- What is needed -
Copy each of the rows below word for word, and leave the pictures out of your copy.

▶

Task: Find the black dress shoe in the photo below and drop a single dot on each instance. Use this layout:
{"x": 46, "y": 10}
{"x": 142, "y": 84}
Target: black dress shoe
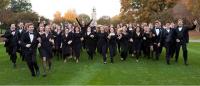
{"x": 38, "y": 73}
{"x": 33, "y": 75}
{"x": 14, "y": 65}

◀

- Exercise result -
Task: Find the black dress shoe in the photo below and drop a single dot on each instance. Use this layout:
{"x": 46, "y": 10}
{"x": 142, "y": 84}
Target: black dress shoe
{"x": 38, "y": 73}
{"x": 33, "y": 75}
{"x": 14, "y": 65}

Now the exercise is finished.